-- Begin INFORMATION SHOWN --

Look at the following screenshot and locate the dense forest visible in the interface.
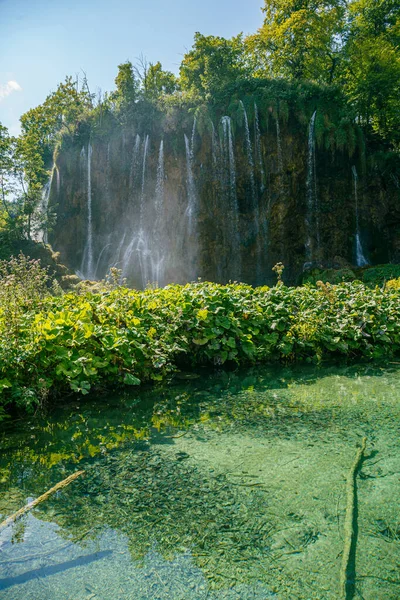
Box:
[0,0,400,251]
[0,0,400,406]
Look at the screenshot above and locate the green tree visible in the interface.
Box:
[144,62,178,100]
[179,33,250,99]
[112,60,140,110]
[250,0,346,83]
[343,0,400,144]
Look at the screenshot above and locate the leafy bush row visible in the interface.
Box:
[0,282,400,408]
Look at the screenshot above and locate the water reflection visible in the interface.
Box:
[0,366,400,600]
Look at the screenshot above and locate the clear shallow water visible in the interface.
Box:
[0,365,400,600]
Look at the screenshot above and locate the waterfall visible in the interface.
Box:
[306,111,320,261]
[87,142,94,279]
[151,140,166,285]
[276,115,283,173]
[184,134,196,236]
[129,134,141,190]
[351,166,368,267]
[211,121,218,175]
[190,117,197,156]
[54,165,61,196]
[254,103,265,193]
[136,135,150,287]
[39,164,54,244]
[140,135,149,232]
[239,100,258,205]
[239,100,262,283]
[221,117,241,279]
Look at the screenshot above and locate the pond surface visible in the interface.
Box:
[0,365,400,600]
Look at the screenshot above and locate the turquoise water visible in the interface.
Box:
[0,364,400,600]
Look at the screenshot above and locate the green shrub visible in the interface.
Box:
[0,282,400,408]
[362,264,400,286]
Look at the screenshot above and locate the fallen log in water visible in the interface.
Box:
[340,438,367,600]
[0,471,85,532]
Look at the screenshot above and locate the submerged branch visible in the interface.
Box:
[340,438,367,600]
[0,471,85,531]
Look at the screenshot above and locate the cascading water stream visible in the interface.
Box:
[254,103,265,193]
[129,134,141,191]
[77,142,95,279]
[351,166,368,267]
[184,134,196,236]
[306,111,320,262]
[151,140,166,285]
[276,115,283,174]
[55,165,61,196]
[239,100,262,283]
[37,164,58,244]
[239,100,258,204]
[87,142,94,279]
[221,117,241,280]
[136,135,150,287]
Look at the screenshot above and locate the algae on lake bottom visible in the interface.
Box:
[0,366,400,600]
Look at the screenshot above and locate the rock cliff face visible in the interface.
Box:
[49,96,400,287]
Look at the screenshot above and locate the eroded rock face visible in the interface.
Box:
[49,101,400,287]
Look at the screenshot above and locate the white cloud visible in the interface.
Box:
[0,80,22,102]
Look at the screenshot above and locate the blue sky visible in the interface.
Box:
[0,0,263,135]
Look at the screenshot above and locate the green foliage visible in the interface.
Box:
[0,282,400,414]
[302,267,357,285]
[180,33,250,100]
[362,264,400,286]
[144,62,178,101]
[248,0,346,83]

-- End INFORMATION SHOWN --

TASK REQUIREMENTS: Copy all of the entries above word for word, box coordinates included, and leave out the picture.

SOLUTION:
Look at the following screenshot and locate the dense forest visible in the interface.
Box:
[0,0,400,251]
[0,0,400,406]
Look at the screenshot above and locate the green tree visible in the interface.
Box:
[144,62,178,100]
[179,33,250,99]
[112,60,140,110]
[250,0,346,83]
[343,0,400,144]
Look at the screenshot above and locate the leafy bush row visible in the interface.
Box:
[0,282,400,408]
Look at the screenshot above and locate the water reflection visible in the interface.
Box:
[0,366,400,600]
Look at the screenshot above and locate the clear shallow water visible in the interface.
Box:
[0,365,400,600]
Look at the screenshot above and locate the waterfall visible in the interface.
Box:
[306,111,320,261]
[87,142,94,279]
[151,140,166,285]
[276,115,283,173]
[184,134,196,236]
[129,134,141,190]
[351,166,368,267]
[211,121,218,175]
[190,117,197,156]
[54,165,61,196]
[254,103,265,193]
[136,135,150,287]
[39,164,54,244]
[140,135,149,232]
[239,100,258,205]
[239,100,262,283]
[221,117,241,279]
Look at the screenshot above and locate the pond surface visible in the interface.
Box:
[0,365,400,600]
Look at the screenshot above and locate the turquoise water visible in the interface.
Box:
[0,364,400,600]
Look at the screenshot above and locate the green shrub visible in the interface.
Box:
[0,282,400,408]
[362,264,400,286]
Look at the screenshot above and locate the fallen log in water visible in the interface.
Box:
[340,438,367,600]
[0,471,85,532]
Look at the screenshot above and locate the submerged branch visible in the interface.
Box:
[340,438,367,600]
[0,471,85,531]
Look at the screenshot above and locate the cascading water stream visible in the interface.
Box:
[254,103,265,193]
[129,134,141,191]
[77,142,95,279]
[351,166,368,267]
[184,134,196,236]
[306,111,320,262]
[151,140,166,285]
[276,115,283,174]
[55,165,61,196]
[239,100,262,283]
[37,164,58,244]
[239,100,258,204]
[87,142,94,279]
[221,117,241,280]
[136,135,150,287]
Look at the screenshot above and locate the algae on lake bottom visible in the interface.
Box:
[0,366,400,600]
Look at the screenshot above and locate the rock cliff face visible in the interface.
Box:
[49,96,400,287]
Look at the screenshot above and locate the eroded rock face visible in the interface.
Box:
[49,101,400,287]
Look at the screenshot above and locate the white cloud visible in the interface.
Box:
[0,80,22,102]
Look at the screenshot above and locate the blue sky visible in the interface.
Box:
[0,0,263,135]
Look at the screenshot above and locate the green foliage visible in the interface.
Box:
[0,282,400,414]
[302,267,357,285]
[180,33,250,100]
[362,264,400,286]
[144,62,178,101]
[248,0,346,83]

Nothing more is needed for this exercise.